* **EXERCISE INSTRUCTIONS**:
Reproduce the passage of the text on Project Data Sphere data sets from "A CRF is the" to "data fields themselves.".

Data sets provided to the Project Data Sphere cancer research platform include four key components:

Research protocol: 

Each clinical trial has a master plan called a protocol. This plan explains how the trial will be conducted and outlines the criteria by which patients are to be selected for the trial, the procedures and tests that patients will receive and the types of data that will be collected from the patients.

Annotated case report form (CRF):

A CRF is the paper or electronic instrument used to record the patient data in a clinical trial.  An “annotated” CRF indicates how the recorded information relates to the structure of the stored electronic patient data.

Data dictionary:

The data dictionary describes the details of the electronic patient data on a field-by-field basis, indicating in which data tables individual fields can be found, how the individual data tables are related and various levels of detail regarding the data fields themselves.

* **EXTRACTED ENTRIES**:
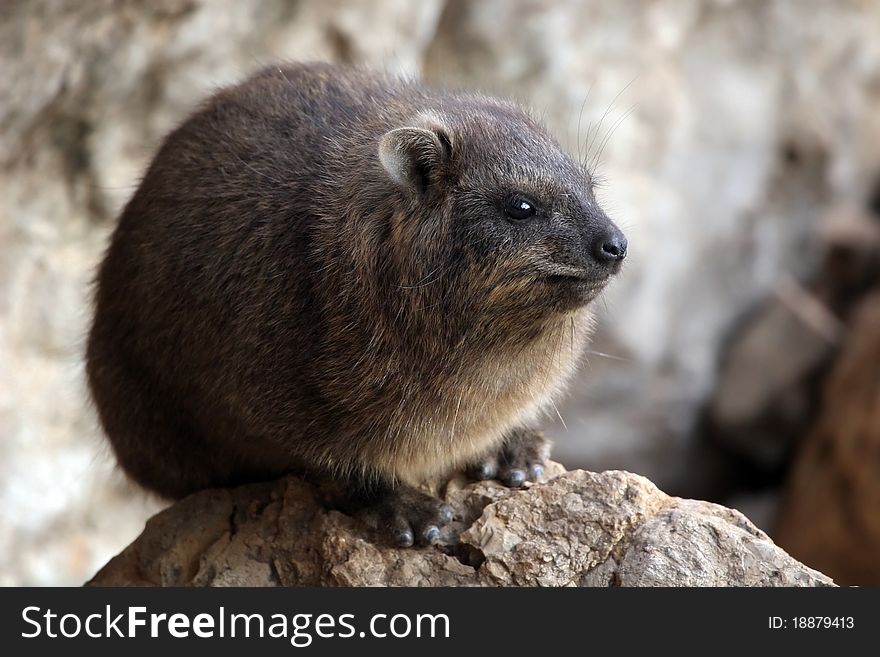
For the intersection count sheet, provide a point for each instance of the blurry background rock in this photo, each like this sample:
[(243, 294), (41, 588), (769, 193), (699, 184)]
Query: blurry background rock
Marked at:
[(730, 133)]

* **TASK ANSWER**:
A CRF is the paper or electronic instrument used to record the patient data in a clinical trial.  An “annotated” CRF indicates how the recorded information relates to the structure of the stored electronic patient data.

Data dictionary:

The data dictionary describes the details of the electronic patient data on a field-by-field basis, indicating in which data tables individual fields can be found, how the individual data tables are related and various levels of detail regarding the data fields themselves.